--- START Material provided ---

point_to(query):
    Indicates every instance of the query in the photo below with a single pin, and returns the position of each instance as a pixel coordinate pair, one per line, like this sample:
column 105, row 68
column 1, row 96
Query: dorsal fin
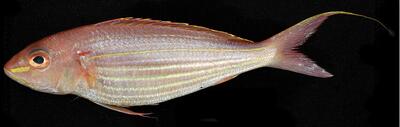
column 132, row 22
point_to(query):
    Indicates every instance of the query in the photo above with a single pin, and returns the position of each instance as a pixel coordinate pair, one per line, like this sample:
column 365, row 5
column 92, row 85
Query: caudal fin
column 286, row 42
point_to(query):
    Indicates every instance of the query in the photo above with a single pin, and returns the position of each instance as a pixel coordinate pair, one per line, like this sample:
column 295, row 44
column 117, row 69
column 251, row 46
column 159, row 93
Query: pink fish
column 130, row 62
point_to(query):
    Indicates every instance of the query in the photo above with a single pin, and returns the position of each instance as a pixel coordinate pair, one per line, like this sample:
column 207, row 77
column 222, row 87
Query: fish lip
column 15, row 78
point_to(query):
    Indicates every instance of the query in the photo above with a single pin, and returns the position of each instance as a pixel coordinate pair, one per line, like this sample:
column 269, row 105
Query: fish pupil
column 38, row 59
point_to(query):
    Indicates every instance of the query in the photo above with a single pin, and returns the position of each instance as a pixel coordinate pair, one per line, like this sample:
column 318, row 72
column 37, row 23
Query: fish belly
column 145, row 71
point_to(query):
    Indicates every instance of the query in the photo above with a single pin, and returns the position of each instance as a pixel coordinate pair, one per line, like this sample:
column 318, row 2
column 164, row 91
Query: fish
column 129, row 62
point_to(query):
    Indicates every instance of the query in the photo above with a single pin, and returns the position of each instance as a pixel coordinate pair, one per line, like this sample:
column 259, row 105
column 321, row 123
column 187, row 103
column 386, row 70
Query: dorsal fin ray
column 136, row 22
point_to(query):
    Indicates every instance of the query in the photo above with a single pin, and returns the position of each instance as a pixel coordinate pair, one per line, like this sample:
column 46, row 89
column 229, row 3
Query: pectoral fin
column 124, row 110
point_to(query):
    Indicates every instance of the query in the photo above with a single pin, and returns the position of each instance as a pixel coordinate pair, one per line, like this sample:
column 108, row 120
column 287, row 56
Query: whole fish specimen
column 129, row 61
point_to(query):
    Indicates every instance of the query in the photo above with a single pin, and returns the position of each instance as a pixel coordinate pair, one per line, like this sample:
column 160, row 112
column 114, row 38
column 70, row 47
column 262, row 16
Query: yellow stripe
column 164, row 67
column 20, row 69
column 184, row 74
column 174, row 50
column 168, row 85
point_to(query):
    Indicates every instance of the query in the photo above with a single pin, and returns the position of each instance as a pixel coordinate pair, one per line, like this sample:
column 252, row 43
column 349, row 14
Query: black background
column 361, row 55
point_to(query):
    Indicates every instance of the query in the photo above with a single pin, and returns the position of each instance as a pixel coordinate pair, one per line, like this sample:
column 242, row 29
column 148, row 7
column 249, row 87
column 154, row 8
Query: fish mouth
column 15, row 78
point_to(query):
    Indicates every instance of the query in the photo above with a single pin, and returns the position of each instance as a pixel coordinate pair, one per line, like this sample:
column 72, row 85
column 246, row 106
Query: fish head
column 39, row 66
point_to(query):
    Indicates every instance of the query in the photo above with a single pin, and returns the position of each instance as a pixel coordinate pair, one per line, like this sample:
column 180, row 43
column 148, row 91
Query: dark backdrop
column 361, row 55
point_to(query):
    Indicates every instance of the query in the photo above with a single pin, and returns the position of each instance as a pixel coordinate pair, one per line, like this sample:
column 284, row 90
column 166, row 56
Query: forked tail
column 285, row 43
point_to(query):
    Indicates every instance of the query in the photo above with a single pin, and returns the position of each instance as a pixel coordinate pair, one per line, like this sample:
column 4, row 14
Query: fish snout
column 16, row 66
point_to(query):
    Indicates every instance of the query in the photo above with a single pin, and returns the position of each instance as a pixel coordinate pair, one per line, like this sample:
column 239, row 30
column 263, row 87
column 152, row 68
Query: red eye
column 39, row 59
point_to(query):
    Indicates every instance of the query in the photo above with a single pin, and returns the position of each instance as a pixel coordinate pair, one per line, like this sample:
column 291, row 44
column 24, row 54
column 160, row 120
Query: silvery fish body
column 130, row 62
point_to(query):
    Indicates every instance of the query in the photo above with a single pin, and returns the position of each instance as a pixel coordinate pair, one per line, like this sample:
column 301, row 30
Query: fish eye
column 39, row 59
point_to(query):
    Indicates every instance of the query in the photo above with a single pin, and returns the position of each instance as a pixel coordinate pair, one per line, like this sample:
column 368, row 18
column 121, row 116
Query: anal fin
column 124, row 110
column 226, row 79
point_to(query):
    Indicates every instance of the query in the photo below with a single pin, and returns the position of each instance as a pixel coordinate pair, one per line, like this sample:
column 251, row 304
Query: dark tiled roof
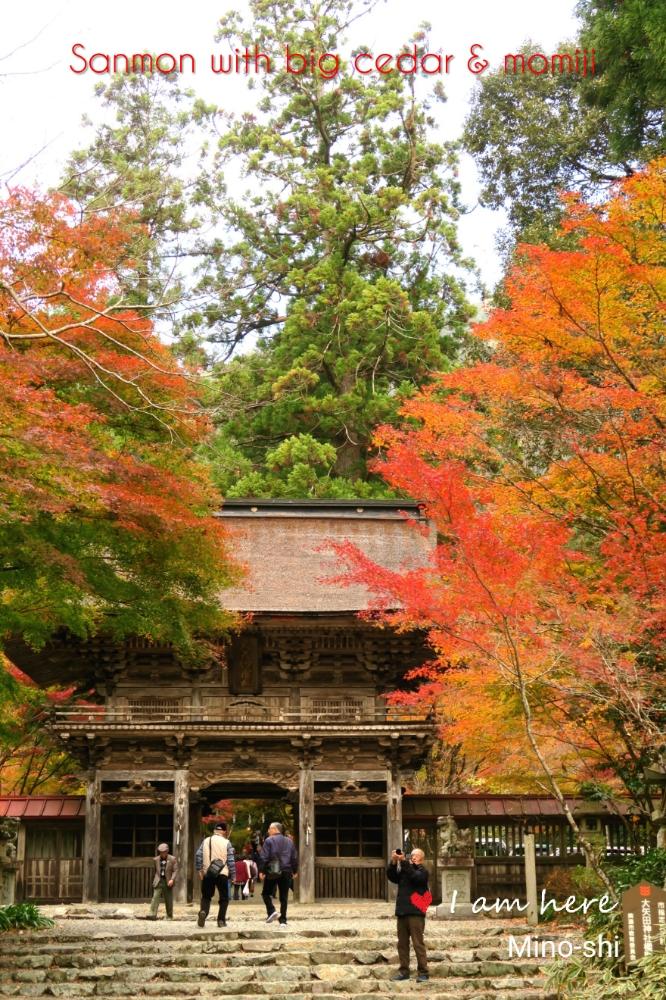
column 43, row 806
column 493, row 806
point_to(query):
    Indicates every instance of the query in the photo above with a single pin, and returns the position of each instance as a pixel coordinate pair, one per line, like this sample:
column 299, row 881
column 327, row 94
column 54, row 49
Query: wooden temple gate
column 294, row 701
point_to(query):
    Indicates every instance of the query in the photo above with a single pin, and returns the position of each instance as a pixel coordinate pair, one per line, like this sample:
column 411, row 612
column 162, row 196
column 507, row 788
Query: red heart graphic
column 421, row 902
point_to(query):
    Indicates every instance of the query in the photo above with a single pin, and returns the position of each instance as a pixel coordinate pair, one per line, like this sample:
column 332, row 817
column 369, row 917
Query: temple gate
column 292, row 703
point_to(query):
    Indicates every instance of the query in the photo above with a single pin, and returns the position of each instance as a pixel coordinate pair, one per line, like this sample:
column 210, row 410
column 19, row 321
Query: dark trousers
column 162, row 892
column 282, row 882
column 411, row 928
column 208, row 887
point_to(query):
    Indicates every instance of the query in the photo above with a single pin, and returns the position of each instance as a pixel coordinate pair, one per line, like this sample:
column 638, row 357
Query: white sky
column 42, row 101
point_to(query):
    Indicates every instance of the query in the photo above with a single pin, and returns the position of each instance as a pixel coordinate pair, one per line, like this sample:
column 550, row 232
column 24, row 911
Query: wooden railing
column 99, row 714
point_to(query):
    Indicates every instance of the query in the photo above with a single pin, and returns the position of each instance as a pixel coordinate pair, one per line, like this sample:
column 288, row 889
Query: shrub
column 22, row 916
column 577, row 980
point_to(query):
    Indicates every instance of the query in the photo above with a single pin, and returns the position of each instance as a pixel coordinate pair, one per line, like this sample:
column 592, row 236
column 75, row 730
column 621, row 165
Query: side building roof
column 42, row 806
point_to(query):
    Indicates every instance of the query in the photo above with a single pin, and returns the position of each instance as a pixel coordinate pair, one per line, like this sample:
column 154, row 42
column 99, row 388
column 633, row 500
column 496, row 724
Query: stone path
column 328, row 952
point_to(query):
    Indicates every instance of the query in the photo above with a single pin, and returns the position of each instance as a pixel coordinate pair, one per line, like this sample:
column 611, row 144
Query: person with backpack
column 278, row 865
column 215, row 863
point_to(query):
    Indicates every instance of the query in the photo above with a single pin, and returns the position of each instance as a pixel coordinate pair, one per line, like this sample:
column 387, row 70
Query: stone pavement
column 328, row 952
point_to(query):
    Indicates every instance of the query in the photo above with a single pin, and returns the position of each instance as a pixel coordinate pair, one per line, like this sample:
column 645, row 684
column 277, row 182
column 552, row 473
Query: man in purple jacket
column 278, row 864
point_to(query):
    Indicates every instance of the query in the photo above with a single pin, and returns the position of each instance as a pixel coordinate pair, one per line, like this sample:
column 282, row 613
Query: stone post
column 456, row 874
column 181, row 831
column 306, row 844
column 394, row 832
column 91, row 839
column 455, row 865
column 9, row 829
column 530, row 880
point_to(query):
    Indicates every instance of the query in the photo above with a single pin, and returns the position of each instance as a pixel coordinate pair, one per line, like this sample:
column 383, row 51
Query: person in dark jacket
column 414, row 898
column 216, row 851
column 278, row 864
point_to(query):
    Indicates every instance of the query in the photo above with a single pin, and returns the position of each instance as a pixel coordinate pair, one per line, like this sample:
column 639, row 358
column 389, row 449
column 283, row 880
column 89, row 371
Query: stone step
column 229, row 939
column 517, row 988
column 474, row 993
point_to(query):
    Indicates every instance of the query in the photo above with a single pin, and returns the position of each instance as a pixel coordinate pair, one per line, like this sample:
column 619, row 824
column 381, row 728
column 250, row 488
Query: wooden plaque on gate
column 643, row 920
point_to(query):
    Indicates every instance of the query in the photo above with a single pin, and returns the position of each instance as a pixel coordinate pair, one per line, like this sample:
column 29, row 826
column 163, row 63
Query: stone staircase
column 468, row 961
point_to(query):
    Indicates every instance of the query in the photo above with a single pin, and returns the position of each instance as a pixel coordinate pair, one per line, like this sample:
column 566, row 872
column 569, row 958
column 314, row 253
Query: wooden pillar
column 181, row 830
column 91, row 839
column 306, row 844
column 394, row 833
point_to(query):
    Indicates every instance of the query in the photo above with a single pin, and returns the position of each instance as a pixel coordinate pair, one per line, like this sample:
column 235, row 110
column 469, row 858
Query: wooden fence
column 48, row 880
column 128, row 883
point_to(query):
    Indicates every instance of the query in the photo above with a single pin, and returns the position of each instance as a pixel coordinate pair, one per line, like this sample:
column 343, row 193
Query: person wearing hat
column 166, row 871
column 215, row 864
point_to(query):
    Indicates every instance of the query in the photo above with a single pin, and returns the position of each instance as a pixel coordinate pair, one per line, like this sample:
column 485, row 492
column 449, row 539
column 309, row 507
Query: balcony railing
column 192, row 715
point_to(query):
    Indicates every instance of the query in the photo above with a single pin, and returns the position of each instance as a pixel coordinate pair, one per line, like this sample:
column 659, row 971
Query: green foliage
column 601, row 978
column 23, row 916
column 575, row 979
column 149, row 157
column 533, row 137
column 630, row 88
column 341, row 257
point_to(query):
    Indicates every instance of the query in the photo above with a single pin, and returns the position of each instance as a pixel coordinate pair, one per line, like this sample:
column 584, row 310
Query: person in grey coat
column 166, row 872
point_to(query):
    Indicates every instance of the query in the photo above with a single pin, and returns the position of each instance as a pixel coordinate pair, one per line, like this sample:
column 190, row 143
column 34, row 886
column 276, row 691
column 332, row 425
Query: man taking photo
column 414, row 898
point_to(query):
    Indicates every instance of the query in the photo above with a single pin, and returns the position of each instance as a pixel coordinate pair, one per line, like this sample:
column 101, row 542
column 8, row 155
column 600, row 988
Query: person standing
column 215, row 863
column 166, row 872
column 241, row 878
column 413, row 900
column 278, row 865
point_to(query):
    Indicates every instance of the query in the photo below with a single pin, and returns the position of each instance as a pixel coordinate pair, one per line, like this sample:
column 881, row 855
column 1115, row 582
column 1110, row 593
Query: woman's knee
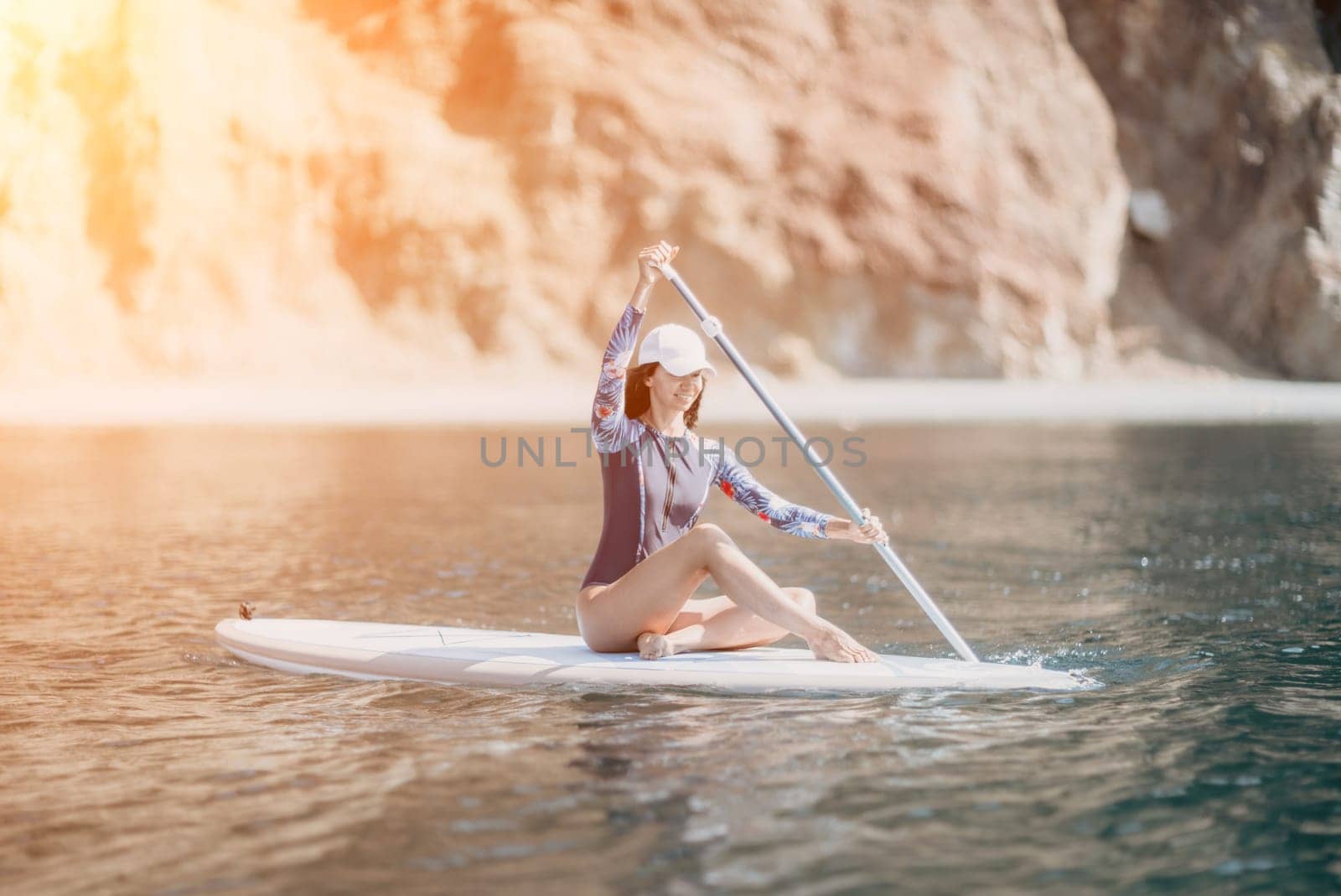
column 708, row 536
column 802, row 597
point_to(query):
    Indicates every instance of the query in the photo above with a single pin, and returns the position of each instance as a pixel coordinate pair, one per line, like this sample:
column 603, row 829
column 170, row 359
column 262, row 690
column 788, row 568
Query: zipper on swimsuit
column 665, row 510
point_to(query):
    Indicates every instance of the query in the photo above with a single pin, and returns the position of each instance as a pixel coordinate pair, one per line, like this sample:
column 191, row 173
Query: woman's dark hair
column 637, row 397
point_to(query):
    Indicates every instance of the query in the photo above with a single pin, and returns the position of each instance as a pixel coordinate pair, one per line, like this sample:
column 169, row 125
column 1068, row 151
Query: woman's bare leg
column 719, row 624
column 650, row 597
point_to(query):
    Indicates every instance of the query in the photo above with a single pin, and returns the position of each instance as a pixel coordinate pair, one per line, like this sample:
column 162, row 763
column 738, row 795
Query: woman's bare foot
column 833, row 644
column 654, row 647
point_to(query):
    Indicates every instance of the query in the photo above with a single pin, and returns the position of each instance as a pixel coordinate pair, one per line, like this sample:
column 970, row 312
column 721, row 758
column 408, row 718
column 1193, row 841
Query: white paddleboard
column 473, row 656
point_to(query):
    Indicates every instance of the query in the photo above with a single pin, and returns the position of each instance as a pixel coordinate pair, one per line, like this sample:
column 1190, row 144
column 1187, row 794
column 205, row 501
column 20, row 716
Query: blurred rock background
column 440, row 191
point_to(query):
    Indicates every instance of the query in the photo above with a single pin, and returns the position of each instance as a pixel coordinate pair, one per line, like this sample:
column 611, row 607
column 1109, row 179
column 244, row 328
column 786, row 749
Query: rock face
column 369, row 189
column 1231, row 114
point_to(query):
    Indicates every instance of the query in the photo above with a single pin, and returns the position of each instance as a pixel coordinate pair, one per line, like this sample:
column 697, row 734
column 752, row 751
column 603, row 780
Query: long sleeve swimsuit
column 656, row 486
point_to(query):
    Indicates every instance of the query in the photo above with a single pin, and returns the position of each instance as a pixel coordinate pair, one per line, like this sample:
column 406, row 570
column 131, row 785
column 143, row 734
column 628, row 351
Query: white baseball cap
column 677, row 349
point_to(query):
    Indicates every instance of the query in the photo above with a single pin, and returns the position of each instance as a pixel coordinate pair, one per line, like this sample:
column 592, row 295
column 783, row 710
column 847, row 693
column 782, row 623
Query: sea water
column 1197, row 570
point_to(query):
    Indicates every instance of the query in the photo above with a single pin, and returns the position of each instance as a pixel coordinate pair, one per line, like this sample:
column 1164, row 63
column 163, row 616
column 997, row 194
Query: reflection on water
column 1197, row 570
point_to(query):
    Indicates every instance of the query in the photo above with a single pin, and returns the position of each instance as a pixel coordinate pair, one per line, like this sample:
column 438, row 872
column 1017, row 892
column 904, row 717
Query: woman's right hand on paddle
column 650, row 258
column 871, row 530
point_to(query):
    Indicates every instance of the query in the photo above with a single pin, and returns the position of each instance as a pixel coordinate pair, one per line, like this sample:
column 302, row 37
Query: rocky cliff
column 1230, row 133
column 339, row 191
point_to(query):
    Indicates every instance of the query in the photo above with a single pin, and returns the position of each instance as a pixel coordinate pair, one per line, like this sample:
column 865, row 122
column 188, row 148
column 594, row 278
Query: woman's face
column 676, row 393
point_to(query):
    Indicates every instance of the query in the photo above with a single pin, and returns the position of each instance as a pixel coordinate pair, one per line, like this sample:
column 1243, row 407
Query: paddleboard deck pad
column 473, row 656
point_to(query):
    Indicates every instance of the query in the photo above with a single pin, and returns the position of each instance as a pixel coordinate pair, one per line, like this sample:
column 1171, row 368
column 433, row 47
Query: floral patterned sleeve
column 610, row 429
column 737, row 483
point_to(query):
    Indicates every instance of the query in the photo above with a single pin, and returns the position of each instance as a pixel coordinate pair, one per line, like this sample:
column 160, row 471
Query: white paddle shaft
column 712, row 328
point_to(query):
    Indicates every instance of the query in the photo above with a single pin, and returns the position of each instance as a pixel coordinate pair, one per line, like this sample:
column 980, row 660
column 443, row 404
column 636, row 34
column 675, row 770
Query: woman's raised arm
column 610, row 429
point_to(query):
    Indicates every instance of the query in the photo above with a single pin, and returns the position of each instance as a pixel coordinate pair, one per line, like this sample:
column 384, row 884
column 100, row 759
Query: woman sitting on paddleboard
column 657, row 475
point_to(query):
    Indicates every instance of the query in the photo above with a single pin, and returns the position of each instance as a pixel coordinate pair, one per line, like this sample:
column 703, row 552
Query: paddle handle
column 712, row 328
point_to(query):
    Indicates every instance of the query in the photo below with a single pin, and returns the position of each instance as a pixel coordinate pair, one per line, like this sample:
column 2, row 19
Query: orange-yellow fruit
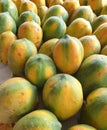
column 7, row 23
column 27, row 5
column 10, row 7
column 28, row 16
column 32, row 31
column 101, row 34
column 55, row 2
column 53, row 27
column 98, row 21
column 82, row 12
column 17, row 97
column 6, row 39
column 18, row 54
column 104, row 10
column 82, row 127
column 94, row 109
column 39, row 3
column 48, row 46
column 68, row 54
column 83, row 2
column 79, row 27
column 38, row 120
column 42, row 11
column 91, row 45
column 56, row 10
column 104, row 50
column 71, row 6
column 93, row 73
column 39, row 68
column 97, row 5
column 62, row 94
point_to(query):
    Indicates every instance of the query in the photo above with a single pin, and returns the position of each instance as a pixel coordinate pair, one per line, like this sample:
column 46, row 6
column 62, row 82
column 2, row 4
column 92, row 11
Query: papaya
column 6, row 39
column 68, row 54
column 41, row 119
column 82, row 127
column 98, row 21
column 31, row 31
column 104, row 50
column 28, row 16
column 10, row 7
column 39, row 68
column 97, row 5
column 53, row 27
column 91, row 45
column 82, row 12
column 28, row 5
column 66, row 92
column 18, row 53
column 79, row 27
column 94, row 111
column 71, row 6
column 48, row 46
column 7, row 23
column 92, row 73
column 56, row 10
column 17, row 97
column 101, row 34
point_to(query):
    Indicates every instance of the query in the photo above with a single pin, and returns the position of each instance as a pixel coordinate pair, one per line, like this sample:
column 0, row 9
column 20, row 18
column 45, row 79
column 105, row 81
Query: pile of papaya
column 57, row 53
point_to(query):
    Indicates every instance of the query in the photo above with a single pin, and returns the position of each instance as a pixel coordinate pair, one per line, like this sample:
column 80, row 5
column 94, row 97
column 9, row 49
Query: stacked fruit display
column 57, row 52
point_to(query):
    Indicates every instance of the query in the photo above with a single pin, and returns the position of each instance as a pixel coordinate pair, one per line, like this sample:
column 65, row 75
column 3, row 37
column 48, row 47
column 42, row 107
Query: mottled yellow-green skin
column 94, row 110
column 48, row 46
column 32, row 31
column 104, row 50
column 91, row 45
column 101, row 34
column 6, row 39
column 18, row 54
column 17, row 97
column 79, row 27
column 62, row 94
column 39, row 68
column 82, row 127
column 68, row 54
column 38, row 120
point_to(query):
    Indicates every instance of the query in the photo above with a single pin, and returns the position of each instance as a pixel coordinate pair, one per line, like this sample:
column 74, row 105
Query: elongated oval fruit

--- END Material provided ---

Aim ->
Convert the items above, from their first line through the line containing "column 132, row 22", into a numbered list, omitting blank lines and leaving out any pictures.

Response to this task ->
1. point_to(query):
2.     Indicates every instance of the query in the photo below with a single pin, and returns the position of each instance as a pixel coordinate pair, one per line, like this sample:
3. column 105, row 68
4. column 1, row 96
5. Query: dorsal fin
6. column 132, row 22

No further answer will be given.